__WHAT THIS TASK INVOLVES__
Please output every line of the material as it stands, without the pictures.

__EXERCISE INPUTS__
◇ ◇ ◇

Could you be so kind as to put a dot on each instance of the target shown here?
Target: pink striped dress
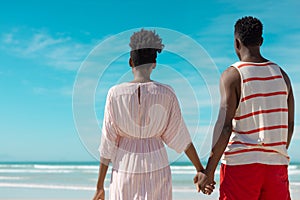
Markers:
(260, 125)
(139, 119)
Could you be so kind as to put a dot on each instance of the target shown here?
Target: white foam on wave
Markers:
(65, 167)
(11, 178)
(33, 171)
(40, 186)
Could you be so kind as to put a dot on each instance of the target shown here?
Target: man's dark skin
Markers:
(230, 89)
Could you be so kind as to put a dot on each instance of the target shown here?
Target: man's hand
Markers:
(99, 195)
(203, 183)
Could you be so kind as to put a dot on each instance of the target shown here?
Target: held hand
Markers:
(99, 195)
(200, 180)
(210, 186)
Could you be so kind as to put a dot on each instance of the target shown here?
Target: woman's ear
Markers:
(261, 41)
(153, 65)
(130, 62)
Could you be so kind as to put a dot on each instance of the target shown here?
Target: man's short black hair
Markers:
(249, 30)
(144, 47)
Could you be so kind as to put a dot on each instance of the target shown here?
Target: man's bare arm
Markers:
(291, 108)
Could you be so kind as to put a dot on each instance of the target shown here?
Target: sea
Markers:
(77, 180)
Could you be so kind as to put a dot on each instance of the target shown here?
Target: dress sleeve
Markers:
(108, 145)
(176, 135)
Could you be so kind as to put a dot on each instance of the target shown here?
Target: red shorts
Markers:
(254, 182)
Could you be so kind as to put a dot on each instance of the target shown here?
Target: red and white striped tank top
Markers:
(260, 125)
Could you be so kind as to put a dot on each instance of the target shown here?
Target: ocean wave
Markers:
(41, 186)
(65, 167)
(33, 171)
(11, 178)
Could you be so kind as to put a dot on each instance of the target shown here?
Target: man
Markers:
(255, 123)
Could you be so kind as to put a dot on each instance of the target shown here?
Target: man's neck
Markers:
(252, 55)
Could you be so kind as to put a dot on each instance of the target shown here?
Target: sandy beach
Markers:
(51, 194)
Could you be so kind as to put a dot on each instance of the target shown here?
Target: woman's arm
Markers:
(100, 195)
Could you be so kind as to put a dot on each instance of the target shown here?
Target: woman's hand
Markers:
(100, 194)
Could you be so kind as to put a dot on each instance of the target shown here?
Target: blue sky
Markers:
(43, 45)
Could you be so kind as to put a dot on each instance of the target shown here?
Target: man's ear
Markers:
(237, 43)
(130, 62)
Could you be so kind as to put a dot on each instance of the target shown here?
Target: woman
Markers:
(140, 116)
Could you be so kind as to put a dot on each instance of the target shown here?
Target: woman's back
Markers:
(141, 110)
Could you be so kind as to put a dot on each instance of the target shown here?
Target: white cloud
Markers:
(55, 50)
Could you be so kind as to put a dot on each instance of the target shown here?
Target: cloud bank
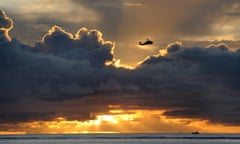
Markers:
(66, 75)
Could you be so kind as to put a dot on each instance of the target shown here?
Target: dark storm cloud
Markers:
(65, 75)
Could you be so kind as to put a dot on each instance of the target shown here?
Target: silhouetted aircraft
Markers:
(147, 42)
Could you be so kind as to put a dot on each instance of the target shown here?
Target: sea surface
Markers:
(122, 139)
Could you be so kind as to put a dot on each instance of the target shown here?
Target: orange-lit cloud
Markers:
(123, 121)
(6, 24)
(63, 84)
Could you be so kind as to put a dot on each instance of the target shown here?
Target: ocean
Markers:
(122, 139)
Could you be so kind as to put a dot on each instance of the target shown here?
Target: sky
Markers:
(75, 66)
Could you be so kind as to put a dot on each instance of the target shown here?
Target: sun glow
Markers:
(127, 121)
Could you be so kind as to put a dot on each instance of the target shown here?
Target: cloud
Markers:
(6, 24)
(65, 75)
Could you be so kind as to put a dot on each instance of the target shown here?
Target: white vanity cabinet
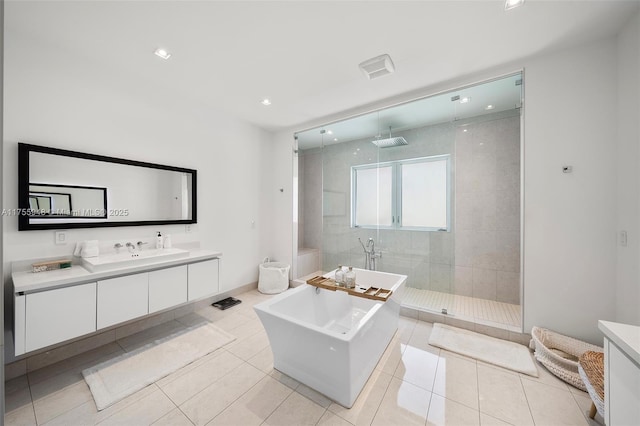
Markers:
(57, 315)
(167, 288)
(54, 306)
(621, 373)
(203, 279)
(121, 299)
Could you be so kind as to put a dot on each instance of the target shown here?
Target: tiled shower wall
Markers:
(480, 257)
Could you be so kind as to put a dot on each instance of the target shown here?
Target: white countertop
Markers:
(27, 281)
(625, 336)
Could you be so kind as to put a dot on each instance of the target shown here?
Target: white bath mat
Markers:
(499, 352)
(117, 378)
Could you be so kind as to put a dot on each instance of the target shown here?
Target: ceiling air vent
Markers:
(377, 67)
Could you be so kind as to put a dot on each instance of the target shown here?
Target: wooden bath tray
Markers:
(373, 293)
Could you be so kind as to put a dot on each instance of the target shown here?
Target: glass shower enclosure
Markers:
(430, 189)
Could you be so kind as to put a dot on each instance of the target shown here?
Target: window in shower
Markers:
(411, 194)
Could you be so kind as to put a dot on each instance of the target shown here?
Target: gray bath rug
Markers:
(495, 351)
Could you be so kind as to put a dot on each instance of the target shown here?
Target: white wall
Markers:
(56, 99)
(628, 273)
(570, 220)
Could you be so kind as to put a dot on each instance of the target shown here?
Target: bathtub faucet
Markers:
(370, 254)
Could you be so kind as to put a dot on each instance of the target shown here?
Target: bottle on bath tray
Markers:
(350, 278)
(339, 275)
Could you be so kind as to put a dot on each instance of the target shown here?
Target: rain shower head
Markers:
(390, 141)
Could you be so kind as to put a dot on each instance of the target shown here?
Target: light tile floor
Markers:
(464, 307)
(414, 383)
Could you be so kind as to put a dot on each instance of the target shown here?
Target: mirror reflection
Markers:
(71, 189)
(51, 200)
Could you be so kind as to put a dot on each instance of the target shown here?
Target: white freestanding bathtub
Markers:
(329, 340)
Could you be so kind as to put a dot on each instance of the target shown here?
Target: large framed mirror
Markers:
(61, 189)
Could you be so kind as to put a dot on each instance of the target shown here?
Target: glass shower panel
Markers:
(372, 189)
(424, 194)
(348, 147)
(421, 244)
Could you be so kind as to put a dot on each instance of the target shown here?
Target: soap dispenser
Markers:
(350, 278)
(339, 275)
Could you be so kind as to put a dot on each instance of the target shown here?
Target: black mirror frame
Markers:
(23, 189)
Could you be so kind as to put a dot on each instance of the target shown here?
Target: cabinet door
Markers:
(121, 299)
(54, 316)
(203, 279)
(167, 287)
(623, 398)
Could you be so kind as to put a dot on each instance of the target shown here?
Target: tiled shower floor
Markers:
(497, 314)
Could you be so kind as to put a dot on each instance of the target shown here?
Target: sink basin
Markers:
(122, 260)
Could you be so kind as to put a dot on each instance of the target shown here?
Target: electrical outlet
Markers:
(623, 238)
(60, 237)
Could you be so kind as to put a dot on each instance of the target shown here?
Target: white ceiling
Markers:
(304, 55)
(503, 94)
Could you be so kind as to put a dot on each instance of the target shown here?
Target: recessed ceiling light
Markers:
(512, 4)
(162, 53)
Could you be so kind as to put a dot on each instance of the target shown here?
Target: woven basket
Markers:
(591, 369)
(560, 354)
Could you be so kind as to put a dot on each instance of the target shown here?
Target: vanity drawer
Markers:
(167, 288)
(203, 279)
(56, 315)
(121, 299)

◇ ◇ ◇

__FINISHED TASK__
Could you be so kind as to put a dot on each instance of the target shown here?
Target: pink striped dress
Markers:
(260, 125)
(139, 119)
Could you be so kind as to put a dot on each instance of the target shown here?
Target: white foam on wave
Markers:
(65, 167)
(11, 178)
(33, 171)
(40, 186)
Could you be so kind as to put a dot on each instance of the target shown here?
Target: man's dark skin
Markers:
(230, 89)
Could you be so kind as to put a dot on each instance of the target shown here?
Target: man's hand
Markers:
(99, 195)
(203, 183)
Could you be so kind as to put a dot on each instance of the target shown here?
Target: held hand
Markers:
(99, 195)
(200, 180)
(210, 186)
Could you be so kind as to put a dot on each instance of the target shown here?
Target: woman's ear
Markers:
(261, 41)
(153, 65)
(130, 62)
Could you be so kind as to put a dot on each instance of the target shown here?
Target: man's short black hair
Markers:
(249, 30)
(144, 47)
Could you be so kind as to put a dot on each instance of the target shown here?
Target: man's bare arm
Markers:
(291, 108)
Could you be so kind as to put a dot on each instance of the target shown here?
Target: sea
Markers:
(77, 180)
Could you be so kind as to put a dot on each instance of the target shown here?
Target: dress sleeve
Markers:
(108, 145)
(176, 135)
Could you be so kind as to put a dot on each instance of the target shown here?
Target: red shorts
Markers:
(254, 182)
Could you be so kind as to put a dot on each instance of the target shown here?
Target: red and white striped tank top
Markers:
(260, 125)
Could you be so kind as to put a dot on each instance of the target shown here?
Target: ocean wave
Markers:
(41, 186)
(65, 167)
(33, 171)
(11, 178)
Could you be so kind as to put a dot on each instance of the target shown here?
Target: man
Markers:
(255, 123)
Could you be so kind as to put a dot on each instance of the target shown here?
Target: man's neck
Markers:
(252, 55)
Could you be so kind as to put a dot on each instance of the target shown here?
Target: sandy beach
Markers:
(51, 194)
Could you be so kind as to put a dot on each instance of the target shown here?
Target: woman's arm
Markers:
(100, 195)
Could you be so kind as to put a dot on each instance of the target shown here?
Target: woman's hand
Markers:
(100, 194)
Could you be so kind as to put a dot on each instance of the target shown here?
Target: blue sky
Markers:
(43, 45)
Could you be so kind as to put a dot on each instance of the target shown here?
Target: man's ear
Markers:
(237, 43)
(130, 62)
Could you be so kind as to put a dot on each instance of the target shown here?
Target: woman
Markers:
(140, 116)
Could you be so kind as to put a dot on each instance of the target shown here?
Target: woman's back
Markers:
(141, 110)
Could you be so kind as to put a dot on each instance of the target shown here?
Target: white cloud
Markers:
(55, 50)
Could you be so kind as to put a dot on each instance of the target shown here?
Target: cloud bank
Markers:
(66, 75)
Could you be so kind as to put a dot on each instance of the target shown here?
Target: dark storm cloud
Markers:
(65, 75)
Could you be so kind as to put a dot on each instance of the target shown here?
Target: silhouetted aircraft
Markers:
(147, 42)
Could you be so kind as to put a dot on each instance of the target shown here?
Target: sea surface
Markers:
(122, 139)
Could you be so kind as to put a dot on each instance of the target shown here?
Target: orange-lit cloud
Markers:
(123, 121)
(6, 24)
(63, 84)
Could you be so kind as to put a dot on each instance of the target shown here?
Target: ocean
Markers:
(122, 139)
Could you be so kind as to put a dot on each instance of the target shown here?
Target: sky
Markers:
(75, 66)
Could you be so kind as to put a dot on each instance of the target shown here?
Target: sun glow
Markers:
(127, 121)
Could you be so kind as to put a dot on each instance of the target shown here?
Target: cloud
Markers:
(6, 24)
(65, 75)
Could you be so kind as to put a dot on each instance of the target shown here?
Target: white vanity cabinet
Markers:
(57, 315)
(167, 288)
(54, 306)
(621, 373)
(203, 279)
(121, 299)
Could you be so kind as to put a dot on each instance of the target shown here?
Target: tiled shower wall
Markers:
(480, 257)
Could you be so kind as to put a dot on each instance of the target shown here?
Target: white countertop
Markers:
(27, 281)
(625, 336)
Could you be so kind as to put a dot on each instance of the target shown here?
Target: white bath mat
Markers:
(499, 352)
(117, 378)
Could you be so kind as to put a dot on each instance of the target shown here?
Target: ceiling air vent
Markers:
(377, 67)
Could you be so kind as to put a dot on each instance of the target shown here?
Target: wooden bath tray
Markers:
(373, 293)
Could you be so kind as to put a dot on each instance of the target shown here?
Target: glass shower enclosure
Markers:
(430, 189)
Could you be so kind as to put a dot on each instance of the target shown here?
Target: window in shower
Markers:
(411, 194)
Could you be so kind as to put a dot on each instance of the target shown here?
Target: gray bath rug
Markers:
(495, 351)
Could you be so kind as to put a dot on each instance of the target shown here?
Target: white wall
Markers:
(56, 99)
(628, 273)
(570, 220)
Could you be so kind as to put a dot on each instance of the target shown here?
Target: bathtub faucet
Markers:
(370, 254)
Could you be so kind as to put a dot on each instance of the target shown here?
Target: bottle on bath tray
Markers:
(350, 278)
(339, 275)
Could you be so kind as to put a dot on each instance of the target shown here?
Target: rain shower head
Markers:
(390, 141)
Could you be so kind as to put a dot on each instance of the target shown here?
Target: light tile floor
Markers:
(464, 307)
(414, 383)
Could you be so kind as to put a dot on each instance of the target shown here?
Target: mirror reflection
Markers:
(71, 189)
(51, 200)
Could you be so kind as to put a dot on each instance of the target shown here?
Target: white freestanding bathtub
Markers:
(329, 340)
Could you be so kind as to put a dot on each instance of the target shown here?
Target: large framed mirror
Markers:
(61, 189)
Could you be so kind as to put a dot on each instance of the target shown here?
Target: glass shower panel
Markers:
(372, 189)
(424, 194)
(348, 147)
(421, 244)
Could you be so kind as to put a dot on each instance of the target shown here?
Target: soap dispenser
Markers:
(350, 278)
(339, 275)
Could you be so kind as to put a dot on each instance of the target shown here?
Target: black mirror frame
Markers:
(23, 189)
Could you be so kind as to put a dot on each instance of the target shown here?
Target: cabinet door
Markers:
(121, 299)
(54, 316)
(203, 279)
(167, 287)
(623, 398)
Could you be so kind as to put a dot on each instance of the target shown here?
Target: tiled shower floor
Markers:
(497, 314)
Could you be so kind as to put a dot on each instance of the target shown here?
Target: sink basin
Markers:
(122, 260)
Could you be so kind as to put a dot on each instance of the target shown here?
Target: electrical outlet
Markers:
(623, 238)
(60, 237)
Could you be so kind as to put a dot on each instance of the target shown here?
Target: white ceiling
Markers:
(304, 55)
(503, 94)
Could you be so kind as to put a dot on each instance of the target shown here?
Target: recessed ceiling light
Markers:
(512, 4)
(162, 53)
Could you be so kind as to put a dot on each instance of the target shown here?
Target: woven basket
Markers:
(591, 369)
(560, 354)
Could you be so kind as to put a dot on each instance of the target shown here?
Target: vanity drawer
Markers:
(167, 288)
(203, 279)
(56, 315)
(121, 299)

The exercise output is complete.